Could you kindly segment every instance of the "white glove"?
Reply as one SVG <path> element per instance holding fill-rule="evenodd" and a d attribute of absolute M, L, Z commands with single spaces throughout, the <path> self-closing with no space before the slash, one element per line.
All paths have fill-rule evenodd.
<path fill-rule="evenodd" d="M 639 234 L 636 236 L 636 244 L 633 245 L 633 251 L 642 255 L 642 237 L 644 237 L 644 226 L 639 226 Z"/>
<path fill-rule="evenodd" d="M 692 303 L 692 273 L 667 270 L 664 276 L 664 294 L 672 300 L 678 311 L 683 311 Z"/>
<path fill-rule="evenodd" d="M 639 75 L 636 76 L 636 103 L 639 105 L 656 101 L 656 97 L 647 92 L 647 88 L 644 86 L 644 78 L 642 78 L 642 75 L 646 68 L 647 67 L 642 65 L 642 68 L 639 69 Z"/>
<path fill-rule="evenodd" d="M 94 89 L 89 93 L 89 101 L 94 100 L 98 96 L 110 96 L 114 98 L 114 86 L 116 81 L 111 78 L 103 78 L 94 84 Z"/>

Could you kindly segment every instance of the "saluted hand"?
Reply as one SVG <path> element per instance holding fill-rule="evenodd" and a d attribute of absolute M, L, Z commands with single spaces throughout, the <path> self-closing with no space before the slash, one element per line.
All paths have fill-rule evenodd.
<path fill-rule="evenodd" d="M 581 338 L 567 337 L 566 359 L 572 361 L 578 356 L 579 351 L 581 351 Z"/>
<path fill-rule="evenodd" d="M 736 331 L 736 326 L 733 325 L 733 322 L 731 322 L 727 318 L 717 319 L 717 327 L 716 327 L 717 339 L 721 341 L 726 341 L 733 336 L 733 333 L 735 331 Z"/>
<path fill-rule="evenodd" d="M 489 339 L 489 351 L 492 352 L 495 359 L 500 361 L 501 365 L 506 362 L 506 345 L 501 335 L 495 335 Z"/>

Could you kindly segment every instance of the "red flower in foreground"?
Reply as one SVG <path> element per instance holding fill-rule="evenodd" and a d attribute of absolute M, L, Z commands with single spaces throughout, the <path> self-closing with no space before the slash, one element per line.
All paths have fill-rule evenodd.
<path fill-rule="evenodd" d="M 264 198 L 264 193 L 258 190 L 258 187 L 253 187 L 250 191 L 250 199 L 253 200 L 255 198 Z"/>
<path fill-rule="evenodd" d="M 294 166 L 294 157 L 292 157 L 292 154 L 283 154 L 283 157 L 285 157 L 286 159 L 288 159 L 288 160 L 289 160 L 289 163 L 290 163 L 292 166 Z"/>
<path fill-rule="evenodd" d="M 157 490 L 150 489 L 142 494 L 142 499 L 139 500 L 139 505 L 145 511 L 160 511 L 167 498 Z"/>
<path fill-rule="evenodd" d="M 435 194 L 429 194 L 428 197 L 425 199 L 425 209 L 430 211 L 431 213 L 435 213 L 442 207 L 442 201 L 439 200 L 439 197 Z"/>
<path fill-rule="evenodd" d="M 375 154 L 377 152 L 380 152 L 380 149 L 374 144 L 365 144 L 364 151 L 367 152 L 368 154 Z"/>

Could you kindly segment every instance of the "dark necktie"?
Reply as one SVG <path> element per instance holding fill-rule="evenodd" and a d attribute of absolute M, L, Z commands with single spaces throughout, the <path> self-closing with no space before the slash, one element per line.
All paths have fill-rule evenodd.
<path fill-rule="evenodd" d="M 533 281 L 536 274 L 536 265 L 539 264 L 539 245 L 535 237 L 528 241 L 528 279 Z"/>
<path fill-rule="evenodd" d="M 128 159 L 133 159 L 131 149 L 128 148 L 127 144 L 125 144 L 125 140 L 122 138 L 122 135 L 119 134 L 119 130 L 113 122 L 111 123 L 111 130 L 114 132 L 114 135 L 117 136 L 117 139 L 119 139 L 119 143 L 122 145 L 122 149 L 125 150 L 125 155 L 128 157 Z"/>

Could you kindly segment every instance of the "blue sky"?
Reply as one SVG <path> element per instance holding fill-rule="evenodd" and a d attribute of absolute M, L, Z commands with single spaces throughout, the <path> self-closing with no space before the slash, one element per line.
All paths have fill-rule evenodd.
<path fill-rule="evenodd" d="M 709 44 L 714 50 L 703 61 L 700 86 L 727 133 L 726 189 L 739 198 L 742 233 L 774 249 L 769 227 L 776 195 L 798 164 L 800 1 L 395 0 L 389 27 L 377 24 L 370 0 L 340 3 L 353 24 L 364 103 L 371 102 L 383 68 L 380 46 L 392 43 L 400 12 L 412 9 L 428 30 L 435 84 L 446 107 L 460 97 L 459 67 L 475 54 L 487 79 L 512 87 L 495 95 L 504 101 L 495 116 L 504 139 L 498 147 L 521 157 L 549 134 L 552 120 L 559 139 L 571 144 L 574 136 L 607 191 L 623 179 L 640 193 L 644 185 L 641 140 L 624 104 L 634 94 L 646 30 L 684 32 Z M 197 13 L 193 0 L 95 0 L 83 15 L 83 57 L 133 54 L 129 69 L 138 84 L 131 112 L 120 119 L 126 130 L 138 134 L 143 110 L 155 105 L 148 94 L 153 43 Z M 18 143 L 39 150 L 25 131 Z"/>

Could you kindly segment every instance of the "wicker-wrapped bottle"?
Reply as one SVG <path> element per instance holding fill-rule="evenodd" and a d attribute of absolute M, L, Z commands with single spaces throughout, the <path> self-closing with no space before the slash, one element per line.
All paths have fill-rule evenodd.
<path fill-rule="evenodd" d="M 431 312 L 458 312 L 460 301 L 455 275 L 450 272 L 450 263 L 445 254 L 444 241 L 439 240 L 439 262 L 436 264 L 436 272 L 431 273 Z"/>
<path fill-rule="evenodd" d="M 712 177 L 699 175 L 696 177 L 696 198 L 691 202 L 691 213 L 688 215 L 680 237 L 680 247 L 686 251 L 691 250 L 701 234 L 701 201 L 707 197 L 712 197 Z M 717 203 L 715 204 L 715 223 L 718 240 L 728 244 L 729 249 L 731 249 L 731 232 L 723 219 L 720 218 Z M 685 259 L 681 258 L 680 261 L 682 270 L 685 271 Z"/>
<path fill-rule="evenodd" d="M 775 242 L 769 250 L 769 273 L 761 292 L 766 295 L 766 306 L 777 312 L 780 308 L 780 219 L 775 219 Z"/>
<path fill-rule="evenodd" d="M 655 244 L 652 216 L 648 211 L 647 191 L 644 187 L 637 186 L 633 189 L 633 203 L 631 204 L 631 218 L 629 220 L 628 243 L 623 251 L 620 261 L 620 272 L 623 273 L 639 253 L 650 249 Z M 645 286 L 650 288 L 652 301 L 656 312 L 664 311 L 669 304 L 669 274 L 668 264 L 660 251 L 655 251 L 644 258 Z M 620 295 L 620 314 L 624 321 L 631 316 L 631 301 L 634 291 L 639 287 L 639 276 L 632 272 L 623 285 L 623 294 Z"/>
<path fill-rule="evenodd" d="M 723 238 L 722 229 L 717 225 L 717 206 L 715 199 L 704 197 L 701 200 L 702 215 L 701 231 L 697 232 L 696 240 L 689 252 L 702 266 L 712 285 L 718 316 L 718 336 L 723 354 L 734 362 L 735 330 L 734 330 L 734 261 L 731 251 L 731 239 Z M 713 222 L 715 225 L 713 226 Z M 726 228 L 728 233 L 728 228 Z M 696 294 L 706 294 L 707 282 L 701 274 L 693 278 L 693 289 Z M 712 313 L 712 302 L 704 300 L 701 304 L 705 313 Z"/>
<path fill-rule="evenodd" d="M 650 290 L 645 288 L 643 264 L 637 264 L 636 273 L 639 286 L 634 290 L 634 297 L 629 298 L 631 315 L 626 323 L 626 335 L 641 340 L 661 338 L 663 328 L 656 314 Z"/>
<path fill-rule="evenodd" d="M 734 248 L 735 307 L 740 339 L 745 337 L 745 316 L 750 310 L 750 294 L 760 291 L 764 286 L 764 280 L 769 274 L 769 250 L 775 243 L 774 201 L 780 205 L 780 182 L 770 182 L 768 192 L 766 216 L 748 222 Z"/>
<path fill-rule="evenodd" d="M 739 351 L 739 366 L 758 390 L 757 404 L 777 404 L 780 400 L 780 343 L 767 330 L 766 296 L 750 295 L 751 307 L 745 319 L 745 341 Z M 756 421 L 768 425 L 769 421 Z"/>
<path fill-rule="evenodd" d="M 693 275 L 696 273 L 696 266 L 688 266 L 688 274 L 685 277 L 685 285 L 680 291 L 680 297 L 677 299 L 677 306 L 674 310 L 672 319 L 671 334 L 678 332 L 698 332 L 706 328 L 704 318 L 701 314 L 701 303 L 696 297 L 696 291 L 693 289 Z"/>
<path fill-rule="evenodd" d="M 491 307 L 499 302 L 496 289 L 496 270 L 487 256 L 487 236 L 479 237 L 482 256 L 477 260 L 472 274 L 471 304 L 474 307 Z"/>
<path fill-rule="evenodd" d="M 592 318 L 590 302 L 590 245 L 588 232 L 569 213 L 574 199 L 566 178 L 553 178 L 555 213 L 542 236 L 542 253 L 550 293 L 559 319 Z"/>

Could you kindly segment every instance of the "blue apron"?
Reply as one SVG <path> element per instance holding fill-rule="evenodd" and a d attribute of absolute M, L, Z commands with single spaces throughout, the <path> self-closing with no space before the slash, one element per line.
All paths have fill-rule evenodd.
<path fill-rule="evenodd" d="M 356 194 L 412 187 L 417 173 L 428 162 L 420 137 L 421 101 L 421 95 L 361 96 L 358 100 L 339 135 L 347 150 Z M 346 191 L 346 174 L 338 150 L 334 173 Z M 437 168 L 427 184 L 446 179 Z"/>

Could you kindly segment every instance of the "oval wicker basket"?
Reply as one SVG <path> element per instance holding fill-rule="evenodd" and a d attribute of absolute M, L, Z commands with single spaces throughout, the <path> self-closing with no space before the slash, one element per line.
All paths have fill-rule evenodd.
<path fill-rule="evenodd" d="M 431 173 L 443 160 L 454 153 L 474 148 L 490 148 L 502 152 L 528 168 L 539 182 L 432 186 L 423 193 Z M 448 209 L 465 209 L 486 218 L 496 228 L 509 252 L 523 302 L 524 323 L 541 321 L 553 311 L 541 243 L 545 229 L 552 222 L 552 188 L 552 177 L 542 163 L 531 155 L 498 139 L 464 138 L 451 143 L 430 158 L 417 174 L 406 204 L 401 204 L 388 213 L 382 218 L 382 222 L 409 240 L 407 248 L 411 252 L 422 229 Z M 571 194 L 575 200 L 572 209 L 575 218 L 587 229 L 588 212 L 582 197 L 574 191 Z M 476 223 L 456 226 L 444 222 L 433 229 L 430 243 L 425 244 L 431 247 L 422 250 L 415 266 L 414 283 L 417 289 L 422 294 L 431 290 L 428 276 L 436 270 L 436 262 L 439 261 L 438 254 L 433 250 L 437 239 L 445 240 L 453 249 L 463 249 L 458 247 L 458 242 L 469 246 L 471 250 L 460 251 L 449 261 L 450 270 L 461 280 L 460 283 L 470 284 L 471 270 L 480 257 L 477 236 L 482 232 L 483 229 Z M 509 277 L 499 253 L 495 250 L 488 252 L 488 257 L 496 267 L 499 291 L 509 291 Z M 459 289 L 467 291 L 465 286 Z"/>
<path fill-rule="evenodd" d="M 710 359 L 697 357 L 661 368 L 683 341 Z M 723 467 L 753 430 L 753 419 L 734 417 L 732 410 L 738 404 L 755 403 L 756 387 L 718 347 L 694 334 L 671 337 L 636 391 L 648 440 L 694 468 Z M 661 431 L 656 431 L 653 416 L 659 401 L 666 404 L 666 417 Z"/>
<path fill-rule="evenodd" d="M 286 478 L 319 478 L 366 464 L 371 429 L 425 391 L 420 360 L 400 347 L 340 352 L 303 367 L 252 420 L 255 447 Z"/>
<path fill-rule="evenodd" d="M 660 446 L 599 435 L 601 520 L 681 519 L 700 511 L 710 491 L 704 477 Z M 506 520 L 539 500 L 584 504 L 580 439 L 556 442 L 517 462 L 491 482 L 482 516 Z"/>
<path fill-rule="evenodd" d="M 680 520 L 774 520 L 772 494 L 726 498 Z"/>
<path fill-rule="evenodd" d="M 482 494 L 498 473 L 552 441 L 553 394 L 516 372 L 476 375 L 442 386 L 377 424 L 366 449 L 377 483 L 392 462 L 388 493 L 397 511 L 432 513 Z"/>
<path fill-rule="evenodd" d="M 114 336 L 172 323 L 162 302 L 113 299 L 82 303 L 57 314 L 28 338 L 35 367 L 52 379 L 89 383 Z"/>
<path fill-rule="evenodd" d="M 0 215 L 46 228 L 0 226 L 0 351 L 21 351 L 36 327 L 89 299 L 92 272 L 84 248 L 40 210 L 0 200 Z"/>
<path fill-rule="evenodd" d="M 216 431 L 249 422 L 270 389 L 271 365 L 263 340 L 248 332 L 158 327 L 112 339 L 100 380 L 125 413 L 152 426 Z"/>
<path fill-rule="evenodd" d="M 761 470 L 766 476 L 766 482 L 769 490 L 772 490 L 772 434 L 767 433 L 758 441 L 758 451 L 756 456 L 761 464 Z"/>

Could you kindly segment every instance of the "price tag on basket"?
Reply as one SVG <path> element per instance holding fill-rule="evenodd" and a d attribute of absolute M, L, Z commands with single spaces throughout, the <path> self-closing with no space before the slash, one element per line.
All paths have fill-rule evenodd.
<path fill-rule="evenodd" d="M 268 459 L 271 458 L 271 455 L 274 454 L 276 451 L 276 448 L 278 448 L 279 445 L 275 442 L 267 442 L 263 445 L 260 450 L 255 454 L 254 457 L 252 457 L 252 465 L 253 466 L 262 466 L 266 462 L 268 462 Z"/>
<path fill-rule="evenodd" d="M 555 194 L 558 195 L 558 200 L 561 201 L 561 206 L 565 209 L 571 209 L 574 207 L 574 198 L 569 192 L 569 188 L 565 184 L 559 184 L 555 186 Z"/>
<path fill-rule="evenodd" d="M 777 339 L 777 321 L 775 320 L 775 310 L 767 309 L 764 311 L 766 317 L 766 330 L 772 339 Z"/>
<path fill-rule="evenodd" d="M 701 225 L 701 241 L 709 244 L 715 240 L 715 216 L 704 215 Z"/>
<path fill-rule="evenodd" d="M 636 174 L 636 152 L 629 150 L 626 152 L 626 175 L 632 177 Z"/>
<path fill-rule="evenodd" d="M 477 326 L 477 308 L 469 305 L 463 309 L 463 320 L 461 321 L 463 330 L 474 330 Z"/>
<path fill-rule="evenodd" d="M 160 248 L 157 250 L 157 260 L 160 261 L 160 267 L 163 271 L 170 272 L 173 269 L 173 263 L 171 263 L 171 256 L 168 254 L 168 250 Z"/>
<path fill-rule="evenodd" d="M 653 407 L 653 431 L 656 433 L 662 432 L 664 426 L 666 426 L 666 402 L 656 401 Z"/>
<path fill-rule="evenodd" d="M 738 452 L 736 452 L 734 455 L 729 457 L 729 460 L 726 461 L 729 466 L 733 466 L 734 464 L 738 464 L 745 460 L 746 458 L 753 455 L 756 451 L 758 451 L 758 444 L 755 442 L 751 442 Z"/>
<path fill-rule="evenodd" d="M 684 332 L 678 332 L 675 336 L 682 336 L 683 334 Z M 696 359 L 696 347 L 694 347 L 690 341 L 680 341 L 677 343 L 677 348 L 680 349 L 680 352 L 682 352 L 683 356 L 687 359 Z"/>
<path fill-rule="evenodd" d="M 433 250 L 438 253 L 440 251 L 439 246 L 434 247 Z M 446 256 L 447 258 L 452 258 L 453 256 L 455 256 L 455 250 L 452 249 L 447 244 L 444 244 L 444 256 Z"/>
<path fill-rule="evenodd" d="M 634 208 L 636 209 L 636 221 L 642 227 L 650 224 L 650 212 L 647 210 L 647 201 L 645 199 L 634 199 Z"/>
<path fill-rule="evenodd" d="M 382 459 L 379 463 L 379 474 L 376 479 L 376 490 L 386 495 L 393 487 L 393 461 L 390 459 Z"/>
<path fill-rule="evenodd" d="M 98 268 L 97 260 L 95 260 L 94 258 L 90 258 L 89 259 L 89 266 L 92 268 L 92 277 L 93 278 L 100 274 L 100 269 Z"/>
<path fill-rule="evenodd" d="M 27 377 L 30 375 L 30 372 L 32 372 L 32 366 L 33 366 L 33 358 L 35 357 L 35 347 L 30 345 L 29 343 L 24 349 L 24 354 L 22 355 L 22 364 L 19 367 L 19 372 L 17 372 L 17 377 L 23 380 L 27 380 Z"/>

────────────────────────────────────────

WHAT YOU NEED TO DO: From the listing above, copy every line where the string "basket" is found.

RESPONSE BOX:
Could you kindly segment every instance of the "oval wicker basket"?
Could you kindly segment every instance of the "price tag on basket"?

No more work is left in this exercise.